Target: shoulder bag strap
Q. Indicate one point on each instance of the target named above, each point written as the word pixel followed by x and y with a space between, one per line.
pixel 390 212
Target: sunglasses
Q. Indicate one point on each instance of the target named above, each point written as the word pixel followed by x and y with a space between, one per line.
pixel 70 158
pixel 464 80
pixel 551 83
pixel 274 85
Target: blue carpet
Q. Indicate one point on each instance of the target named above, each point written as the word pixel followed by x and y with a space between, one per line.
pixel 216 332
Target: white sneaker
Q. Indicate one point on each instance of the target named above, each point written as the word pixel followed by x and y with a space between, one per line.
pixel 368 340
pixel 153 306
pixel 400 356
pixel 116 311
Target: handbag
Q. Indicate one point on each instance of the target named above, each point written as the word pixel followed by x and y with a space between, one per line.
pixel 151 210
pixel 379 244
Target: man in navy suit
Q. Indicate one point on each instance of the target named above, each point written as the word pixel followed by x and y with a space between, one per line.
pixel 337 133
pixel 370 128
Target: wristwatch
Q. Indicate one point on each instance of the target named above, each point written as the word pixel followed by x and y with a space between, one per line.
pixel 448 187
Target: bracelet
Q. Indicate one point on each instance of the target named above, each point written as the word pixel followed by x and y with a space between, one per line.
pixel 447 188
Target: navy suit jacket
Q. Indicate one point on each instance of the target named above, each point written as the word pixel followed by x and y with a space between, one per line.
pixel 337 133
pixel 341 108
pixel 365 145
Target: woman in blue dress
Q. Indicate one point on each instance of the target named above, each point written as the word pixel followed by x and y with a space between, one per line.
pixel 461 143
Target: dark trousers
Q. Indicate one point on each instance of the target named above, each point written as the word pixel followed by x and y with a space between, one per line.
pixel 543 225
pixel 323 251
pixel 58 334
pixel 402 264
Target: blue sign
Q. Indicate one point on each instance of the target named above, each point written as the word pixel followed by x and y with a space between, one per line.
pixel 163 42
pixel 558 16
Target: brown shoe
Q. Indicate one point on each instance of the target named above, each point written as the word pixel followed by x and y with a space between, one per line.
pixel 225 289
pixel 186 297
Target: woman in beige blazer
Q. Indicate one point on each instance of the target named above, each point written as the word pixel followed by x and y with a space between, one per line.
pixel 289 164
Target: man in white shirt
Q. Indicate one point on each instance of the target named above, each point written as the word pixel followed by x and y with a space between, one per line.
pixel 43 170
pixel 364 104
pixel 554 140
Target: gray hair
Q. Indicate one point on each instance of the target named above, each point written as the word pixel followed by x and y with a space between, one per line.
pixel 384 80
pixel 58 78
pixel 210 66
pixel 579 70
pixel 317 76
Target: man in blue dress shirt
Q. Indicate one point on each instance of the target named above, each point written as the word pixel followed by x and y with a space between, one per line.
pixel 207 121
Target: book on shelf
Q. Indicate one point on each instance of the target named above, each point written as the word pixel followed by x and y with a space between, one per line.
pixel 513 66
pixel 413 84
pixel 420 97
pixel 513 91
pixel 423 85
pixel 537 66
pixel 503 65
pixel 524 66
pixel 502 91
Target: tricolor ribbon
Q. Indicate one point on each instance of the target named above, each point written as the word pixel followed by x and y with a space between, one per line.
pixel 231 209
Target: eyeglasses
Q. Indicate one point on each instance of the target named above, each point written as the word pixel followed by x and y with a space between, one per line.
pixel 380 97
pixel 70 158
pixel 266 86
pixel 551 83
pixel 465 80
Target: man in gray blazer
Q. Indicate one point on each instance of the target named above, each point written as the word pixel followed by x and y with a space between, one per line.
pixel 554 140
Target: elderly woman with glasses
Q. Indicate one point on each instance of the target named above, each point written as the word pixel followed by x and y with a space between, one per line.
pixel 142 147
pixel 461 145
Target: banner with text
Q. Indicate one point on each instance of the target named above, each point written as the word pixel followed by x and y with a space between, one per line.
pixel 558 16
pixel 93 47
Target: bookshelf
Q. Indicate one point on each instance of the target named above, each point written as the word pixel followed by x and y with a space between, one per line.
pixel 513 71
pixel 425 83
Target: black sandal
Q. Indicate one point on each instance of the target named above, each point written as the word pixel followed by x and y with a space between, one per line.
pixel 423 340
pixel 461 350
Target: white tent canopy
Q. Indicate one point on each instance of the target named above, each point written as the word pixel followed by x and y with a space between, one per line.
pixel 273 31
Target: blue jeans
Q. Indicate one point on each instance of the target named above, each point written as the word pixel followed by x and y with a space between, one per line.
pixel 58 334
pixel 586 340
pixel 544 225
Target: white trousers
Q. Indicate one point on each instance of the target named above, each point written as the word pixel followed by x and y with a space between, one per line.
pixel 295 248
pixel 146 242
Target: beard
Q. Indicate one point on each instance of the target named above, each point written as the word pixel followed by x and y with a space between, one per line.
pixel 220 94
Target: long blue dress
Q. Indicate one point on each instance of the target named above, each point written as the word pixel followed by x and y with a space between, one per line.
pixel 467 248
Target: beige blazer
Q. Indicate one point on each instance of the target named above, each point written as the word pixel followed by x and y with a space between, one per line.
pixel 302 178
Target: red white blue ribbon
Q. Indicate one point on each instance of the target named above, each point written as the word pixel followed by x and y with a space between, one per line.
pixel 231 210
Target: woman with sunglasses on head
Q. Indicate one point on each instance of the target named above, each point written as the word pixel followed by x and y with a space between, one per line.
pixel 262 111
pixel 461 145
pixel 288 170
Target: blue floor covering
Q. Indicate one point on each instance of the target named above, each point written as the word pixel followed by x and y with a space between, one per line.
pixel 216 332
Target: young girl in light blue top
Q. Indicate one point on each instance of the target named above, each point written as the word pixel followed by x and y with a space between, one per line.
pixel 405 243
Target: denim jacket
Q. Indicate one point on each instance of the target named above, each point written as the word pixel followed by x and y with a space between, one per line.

━━━━━━━━━━━━━━━━

LO QUE SE PIDE — Reescribe todas las entradas anteriores como una lista numerada, línea por línea, y omite las líneas en blanco.

RESULTADO —
1. Target: shoulder bag strap
2. Q. Indicate one point on each instance of the target named above, each point written as the word pixel followed by x and y with a space between, one per line.
3. pixel 390 212
4. Target: sunglasses
5. Q. Indicate one point on each instance of the target named above, each point written as the word pixel followed by x and y with a space between, one per line.
6. pixel 70 158
7. pixel 464 80
8. pixel 551 83
9. pixel 274 85
10. Target: blue carpet
11. Q. Indicate one point on each instance of the target named above, each point written as the word pixel followed by x and y with a space between, one per line.
12. pixel 216 332
13. Target: white sneaker
14. Q. Indicate one point on each instance of the target named above, each point written as the word pixel followed by x and y with a space between, one per line.
15. pixel 368 340
16. pixel 153 306
17. pixel 400 356
18. pixel 116 311
19. Target: handbag
20. Q. Indicate one point on each instance of the target named above, each point written as the word pixel followed by x and y with a space between, one per line.
21. pixel 151 210
22. pixel 379 244
23. Target: man in navy suit
24. Q. Indicate one point on each instance of the target named above, each point written as the word pixel followed by x and y with a space between, one per line.
25. pixel 337 133
26. pixel 370 128
27. Target: wristwatch
28. Q. Indicate one point on each instance of the target named above, each point written as the word pixel followed by x and y with a space between, one per line.
29. pixel 448 187
30. Target: bracelet
31. Q. Indicate one point on each instance of the target named above, each point written as the word pixel followed by x and y with a space between, one per line.
32. pixel 447 188
33. Target: navy suit jacket
34. Q. Indicate one point on each instance of the target named above, each point written as the word pixel followed by x and y with a space between, one per line.
35. pixel 337 133
36. pixel 341 108
37. pixel 365 145
38. Target: woman in blue dress
39. Q. Indicate one point on each instance of the target named above, each point written as the word pixel followed by x and y with a space between, one per line.
40. pixel 461 143
41. Target: dark trousers
42. Q. Indicate one point on each instance of the target named above, each point written as the word pixel followed by x and y with a space between, one per line.
43. pixel 543 225
44. pixel 323 251
45. pixel 58 334
46. pixel 402 264
47. Target: blue sign
48. Q. Indicate one point on each instance of the target named above, each point written as the word pixel followed by x and y with a space between, one per line.
49. pixel 163 42
50. pixel 558 16
51. Target: brown shoe
52. Q. Indicate one point on each instance of the target named above, each point written as the word pixel followed by x and y with a space between, one per line.
53. pixel 225 289
54. pixel 186 297
55. Target: woman in beige blazer
56. Q. Indicate one point on each instance of the target named above, each point written as the word pixel followed by x and y with a space between, one per line.
57. pixel 289 164
58. Target: man in white shirt
59. Q. Indicate one point on each instance of the target named above, each point written as the word pixel followed by x and y with a space between, one per line.
60. pixel 43 170
61. pixel 364 104
62. pixel 554 140
63. Target: gray hair
64. Q. Indicate one point on each instance of the target named above, each point written as the word pixel followed by x and y with a space between, one per line.
65. pixel 384 80
66. pixel 58 78
67. pixel 210 66
68. pixel 579 70
69. pixel 317 76
70. Target: man in blue dress shirt
71. Q. Indicate one point on each instance of the target named above, each point written as the word pixel followed by x and y with a space between, one per line.
72. pixel 207 121
73. Target: book on shelf
74. Q. Indicate one point on each instance of the target named above, each point written as the word pixel followed by x and y with a space between, one per line.
75. pixel 513 66
76. pixel 413 84
77. pixel 420 97
78. pixel 513 91
79. pixel 423 85
80. pixel 537 66
81. pixel 503 65
82. pixel 524 66
83. pixel 502 91
84. Target: tricolor ribbon
85. Q. Indicate one point on each instance of the target named above, each point written as the word pixel followed by x and y with a space between, one per line.
86. pixel 231 209
87. Target: eyeglasses
88. Q. Indicate one point on each instance of the target named above, each point written as the word pixel followed by x and y with a space between, one per line.
89. pixel 380 97
90. pixel 70 158
91. pixel 266 86
92. pixel 551 83
93. pixel 465 80
94. Target: man in gray blazer
95. Q. Indicate one point on each instance of the target named above, each point written as the word pixel followed by x and y with a space between, one per line.
96. pixel 554 140
97. Target: elderly woman with glasses
98. Q. Indicate one point on each instance of the target named above, each point written as the word pixel followed by x and y with a space between, one per line.
99. pixel 142 147
100. pixel 461 145
101. Target: banner with text
102. Q. Indicate one point on each instance of the target named above, each point written as the word pixel followed by x and y with a space between, one per line.
103. pixel 558 16
104. pixel 93 47
105. Target: bookshelf
106. Q. Indicate one point on each instance of the target named above, each point written as the word pixel followed by x and y with a space between, one per line.
107. pixel 513 71
108. pixel 425 83
109. Target: black sandal
110. Q. Indicate one point on each instance of the target named above, each point written as the word pixel followed by x and y with a space between, one per line.
111. pixel 423 340
112. pixel 461 350
113. Target: white tent canopy
114. Q. Indicate one point on each instance of the target named above, each point written as the word pixel followed by x and y with a space between, one per line.
115. pixel 273 31
116. Target: blue jeans
117. Q. Indicate one point on each instance of the target named above, each point written as the word pixel followed by x and y with a space between, one per line.
118. pixel 58 334
119. pixel 586 340
120. pixel 544 225
121. Target: white trousers
122. Q. Indicate one point on each instance of the target named above, each point written as the word pixel followed by x and y with a space between, one per line.
123. pixel 295 248
124. pixel 146 242
125. Target: beard
126. Q. Indicate one point on each instance of the target named above, each point written as the word pixel followed by x and y with a space between, one per line.
127. pixel 220 94
128. Target: long blue dress
129. Q. Indicate one point on each instance of the target named above, each point written as the word pixel followed by x and y with a space between, one per line.
130. pixel 467 248
131. Target: beige blazer
132. Q. Indicate one point on each instance of the target named above, each point written as the word pixel followed by x and y with a space between, one per line.
133. pixel 302 178
134. Target: red white blue ribbon
135. Q. Indicate one point on each instance of the target named above, each point written as the word pixel followed by x and y with a space between, one per line.
136. pixel 231 210
137. Target: woman with sunglasses on head
138. Q. Indicate one point on each instance of the target named above, each point written as the word pixel followed by x and y with a space between, one per line.
139. pixel 262 111
140. pixel 461 145
141. pixel 288 170
142. Target: blue floor covering
143. Q. Indicate one point on each instance of the target named above, each point written as the word pixel followed by x and y with a space between, one per line.
144. pixel 216 332
145. Target: young girl in light blue top
146. Q. Indicate one point on each instance of the target named above, each point written as the word pixel followed by x and y with a space between, one per line.
147. pixel 405 243
148. Target: denim jacket
149. Q. Indicate one point on each instance of the target named above, each point written as the word pixel followed by x and y with a space between, one per line.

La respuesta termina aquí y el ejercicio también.